◆ Set problem 1 ◆
Answer these questions from the article on the Rule 144 amendments:
(a) The amendments shorten the holding period for investors who own restricted shares in reporting companies. What will the new holding period be?
(b) In what year was the tolling provision eliminated from Rule 144?
(c) Under the new rule, what sales threshold will trigger a Form 144 filing for affiliates?

David Feldman referenced in an article from the The PIPEs Report about the SEC's new approval of proposed Rule 144 amendments on November 20th, 2007
SEC Smiles on PIPE Hedge Investors:
Extension of Restricted Selling for Hedged Shares Dumped
By Joe Gose
Posted 11/20/07
The Securities and Exchange Commission, considered among many PIPE players as a regular bearer of turkeys, last Thursday scooped out some gravy instead. The commission approved Rule 144 amendments that will shorten the holding period for investors who own restricted shares in reporting companies to six months from one year  one of the biggest pro-PIPE changes to occur in years. But in a surprising move, the SEC also abandoned the contentious idea of resurrecting the tolling provision.

That provision, eliminated from Rule 144 in 1990, would have extended the holding period for up to an additional six months for non-affiliate investors who sold short an issuer or engaged in other hedging activities while holding that same issuer's restricted shares. The holding period would have been extended for the amount of time hedging strategies were in place, up to six months.

Hedging proponents roundly criticized the proposal, citing lack of evidence that hedging had led to abuse in the context of Rule 144> Commenters also declared that the provision would make hedging more expensive, be hard to police, and make the U.S. derivatives market less competitive. At the hearing to consider adoption of the proposal last week, SEC staffers acknowledged they were persuaded by those comments, though they promised to monitor hedging activities of restricted security holders and to revisit the issue as needed.

"The comment process can work," said David Feldman, a partner with the New York law firm of Feldman Weinstein & Smith, who, along with other PIPE experts, has supported most of the Rule 144 amendments. "There was a drum-beat of opposition to the tolling provision from a lot of different quarters," Feldman said. "PIPE players are now free to hedge and short all they want, and they still can get out in six months. That's huge." Still, a helping of uncertainty surrounds certain of Rule 144's minutiae. While the new Rule 144 amendment will become effective 60 days after publication in the Federal Register, commission staffers didn't discuss whether final rules would be retroactive. That would allow investors who have held restricted securities for at least six months prior to the effective date to sell them. After the meeting, SEC officials, through a spokesman, declined to say whether the final release would specifically address retroactivity, but the spokesman suggested that the subject may be open to interpretation once the rule becomes effective. The vote last week marks the first step in what PIPE experts anticipate will be a significant restructuring of the PIPE market in coming months. The commission last May introduced several proposals crucial to PIPEs, and it is expected to hold hearings and vote on remaining amendments, which include expanding Form S-3 eligibility and Regulation D revisions, by the end of the year. In addition to shortening the holding period for investors, the new Rule 144 will eliminate volume and manner-of-sale restrictions for non-affiliates  those limitations expired after two years under current rules. Affiliates, however, will still be subject to volume and manner-of-sale restrictions, but the sales threshold that will trigger a Form 144 filing will increase to 5,000 shares (an increase from the original proposal of 1,000 shares) or $50,000, up from 500 shares or $10,000. Plus, although not in the original proposal, the SEC will relax the Rule 144(e) volume limitations for debt securities by adding a new alternative test that will allow the resale of up to 10% of a tranche in any three-month period.

(Dataset excerpts on object pointing)

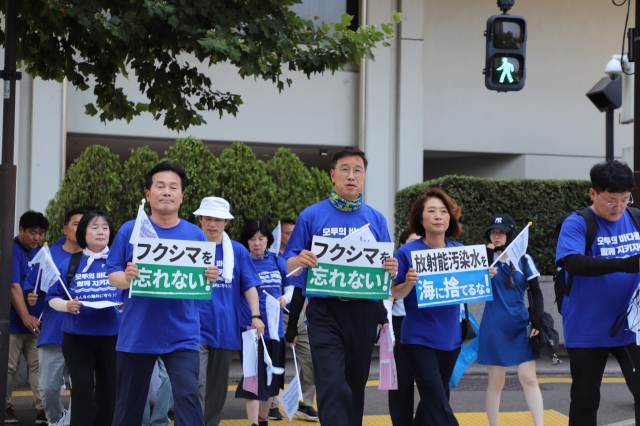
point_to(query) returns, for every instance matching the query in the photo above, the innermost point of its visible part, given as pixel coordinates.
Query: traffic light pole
(609, 132)
(8, 179)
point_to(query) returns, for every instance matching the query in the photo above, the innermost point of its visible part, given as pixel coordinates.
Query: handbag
(546, 343)
(468, 331)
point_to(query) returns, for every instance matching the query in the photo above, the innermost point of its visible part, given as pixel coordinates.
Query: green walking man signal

◆ Set problem 2 ◆
Update every line of the listing by replacing "photo" with "image", and leave everything else as it is. Do not include the pictures in your answer.

◆ Complete output 1 ◆
(a) Six months, down from one year.
(b) 1990.
(c) 5,000 shares or $50,000.

◆ Complete output 2 ◆
point_to(query) returns, for every instance matching the query in the image above, the innermost point of its visible part, given as pixel coordinates.
Query: traffic light pole
(609, 132)
(8, 179)
point_to(query) returns, for every instance matching the query in the image above, the innermost point of its visible part, given as pixel coordinates.
Query: handbag
(546, 343)
(468, 331)
point_to(query) returns, for every instance matching the query in the image above, the innermost point of its visible part, given as pixel coordinates.
Query: green walking man signal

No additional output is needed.